━━━ Text ━━━
PS Version which I am using is given below.

Now I will explain briefly about how to use these scripts and a few prerequisites. Say, you have a 4 node hyper-converged S2D cluster.

As there are 4 nodes , you should have 4 cluster shared volumes (CSV). Assign one CSV to each cluster node as shown below. This means when you create VMs on NODE-01, it will be placed on CSV Volume AA, for NODE-02 VMs will be placed on Volume BB and so on.

Volume AA is C:\ClusterStorage\Volume1

Similarly,

Volume BB is C:\ClusterStorage\Volume2

Volume CC is C:\ClusterStorage\Volume3

Volume DD is C:\ClusterStorage\Volume4

Your cluster shared volumes are ready now. Create 2 folders inside Volume1 as shown below.

Copy all the 7 PS scripts to scripts folder. Code of each script is given at the end.

You now need a template VHDX and that needs to be copied to template folder.
Note: It should be named as "template"

This template is nothing but a Windows Server 2016 VM created on a dynamically expanding disk. So you just have to create a VM with dynamically expanding VHDX, install Windows Server 2016 and set local administrator password to "Pass1234". Download diskspd from Microsoft, unzip it and just copy the diskspd.exe to C drive of the VM you just created.

Shutdown the VM. No need to sysprep it. Copy the VHDX disk of the VM to template folder and rename it to "template". The disk will be around 9.5 GB in size. Once the template is copied, you are all set to start.

Step 1:

Run create_clustered_testvms.ps1

This will create clustered testvms on each of the nodes. It will be done in such a way that VMs on NODE-01 will be stored on Volume1, VMs on NODE-02 will be stored on Volume2 and so on

Step 2:

Run start_all_testvms.ps1

This will start all the testvms

Step 3:

Wait for a few seconds to ensure all the testvms are booted properly; then run io_stress_trigger.ps1 and provide necessary input parameters

Step 4:

You can watch IOPS of the cluster using watch_iops_live.ps1

If you would like to live migrate some testvms while the stress test is running you can try it and observe the IO variations. But before running the io_stress_trigger.ps1 again you have to move/ migrate all those testvms back to their preferred owners. This can be done using rebalance_all_testvms.ps1 .

If any testvms are not running on their preferred owner, then io_stress_trigger.ps1 will fail for those VMs. Here, testvms running on NODE-01 has preferred owner NODE-01, similarly for all other testvms. So you have to make sure all the testvms are running on their preferred owner before starting io stress script.

Use stop_all_testvms.ps1 to shutdown all the clustered testvms that you created on step 1. To delete all the testvms, you can use wipeoff_testvms.ps1 .
━━━
Written task 1 :: Write out the stretch of the S2D test-script guide from "As there are" through "BB and so on.".
Written task 2 :: Write what comes next in the S2D test-script guide, starting after its last sentence.
The items are not needed.
━━━ Data lines ━━━
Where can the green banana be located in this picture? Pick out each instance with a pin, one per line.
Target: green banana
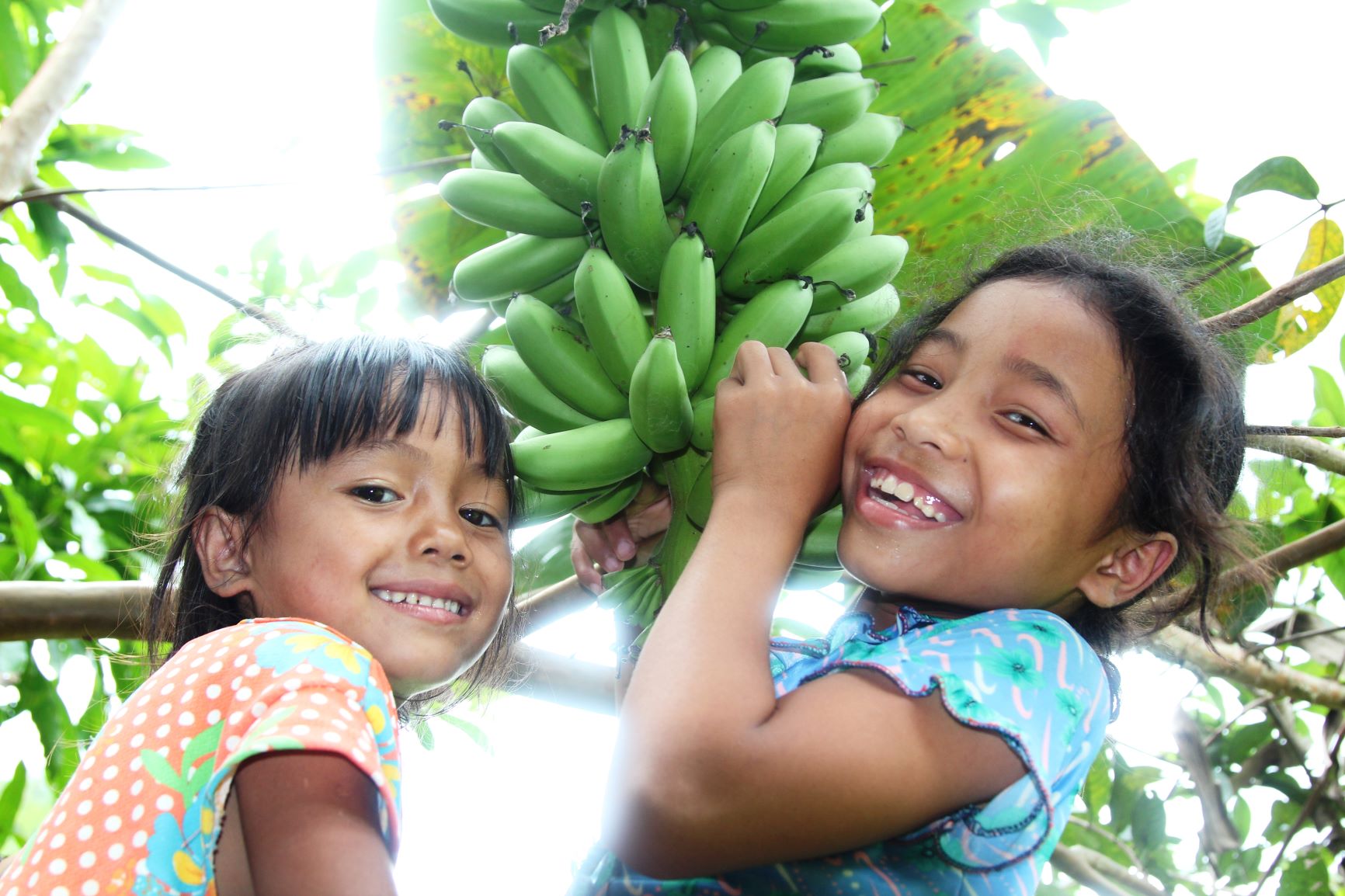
(630, 205)
(659, 407)
(791, 241)
(516, 264)
(481, 161)
(591, 457)
(712, 73)
(773, 317)
(868, 141)
(871, 312)
(488, 20)
(557, 352)
(525, 396)
(509, 202)
(795, 148)
(728, 190)
(817, 65)
(620, 71)
(536, 506)
(551, 99)
(702, 424)
(794, 25)
(564, 170)
(611, 315)
(479, 117)
(669, 106)
(857, 378)
(686, 303)
(757, 95)
(822, 179)
(610, 503)
(832, 102)
(852, 349)
(860, 266)
(819, 541)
━━━
Exercise answer 1 ::
As there are 4 nodes , you should have 4 cluster shared volumes (CSV). Assign one CSV to each cluster node as shown below. This means when you create VMs on NODE-01, it will be placed on CSV Volume AA, for NODE-02 VMs will be placed on Volume BB and so on.

Exercise answer 2 ::
NOTE: While running scripts 2,3,6 and 7 please make sure all the testvms are running on their preferred owner. Use rebalance_all_testvms.ps1 to assign all testvms back to its preferred owner! Also please run all these scripts on PowerShell with elevated privileges after directly logging into any of the cluster nodes.

All codes given below. It might not be optimal but I am pretty sure it works! Cheers !

--------------------------------------------------------------------------------------------------------------------------

#BEGIN_create_clustered_testvms.ps1
#Get cluster info
$Cluster_name = (Get-Cluster).name
$Nodes_name = (Get-ClusterNode).name
$Node_count = (Get-ClusterNode).count

#Input VM config
$VM_count = Read-Host "Enter number of VMs/ node"
$Cluster_VM_count = $VM_count*$Node_count
[int64]$RAM = Read-Host "Enter memory for each VM in MB Eg: 4096"
$RAM = 1MB*$RAM
$CPU = Read-Host "Enter CPU for each VM"

#Creds to Enter-PSSession
$pass = convertto-securestring -asplaintext -force -string Pass1234
$cred = new-object -typename system.management.automation.pscredential -argumentlist "administrator", $pass

#Loop for each node in cluster
for($i=1; $i -le $Node_count; $i++){
$VM_path = "C:\ClusterStorage\Volume$i"
$Node = $Nodes_name[$i-1]

#Remote session to each node
$S1 = New-PSSession -ComputerName $Node -Credential $cred

#Loop for creating new testvms on each node
for($j=1; $j -le $VM_count; $j++){
$VM_name = "testvm-$Node-$j"
new-vm -name $VM_name -computername $Node -memorystartupbytes $RAM -generation 2 -Path $VM_path
set-vm -name $VM_name -ProcessorCount $CPU -ComputerName $Node
New-Item -path $VM_path\$VM_name -name "Virtual Hard Disks" -type directory

#Copy template disk
Copy-Item "C:\ClusterStorage\Volume1\template\template.vhdx" -Destination "$VM_path\$VM_name\Virtual Hard Disks" -Verbose
Add-VMHardDiskDrive -VMName $VM_name -ComputerName $Node -path "$VM_path\$VM_name\Virtual Hard Disks\template.vhdx" -Verbose

#Create new fixed test disk
New-VHD -Path "$VM_path\$VM_name\Virtual Hard Disks\test_disk.vhdx" -Fixed -SizeBytes 40GB
Add-VMHardDiskDrive -VMName $VM_name -ComputerName $Node -path "$VM_path\$VM_name\Virtual Hard Disks\test_disk.vhdx" -Verbose

Get-VM -ComputerName $Node -VMName $VM_name | Start-VM
Add-ClusterVirtualMachineRole -VirtualMachine $VM_name
Set-ClusterOwnerNode -Group $VM_name -owner $Node
Start-Sleep -S 10

#Remote session to each testvm on the node to initialize and format test disk (drive D:)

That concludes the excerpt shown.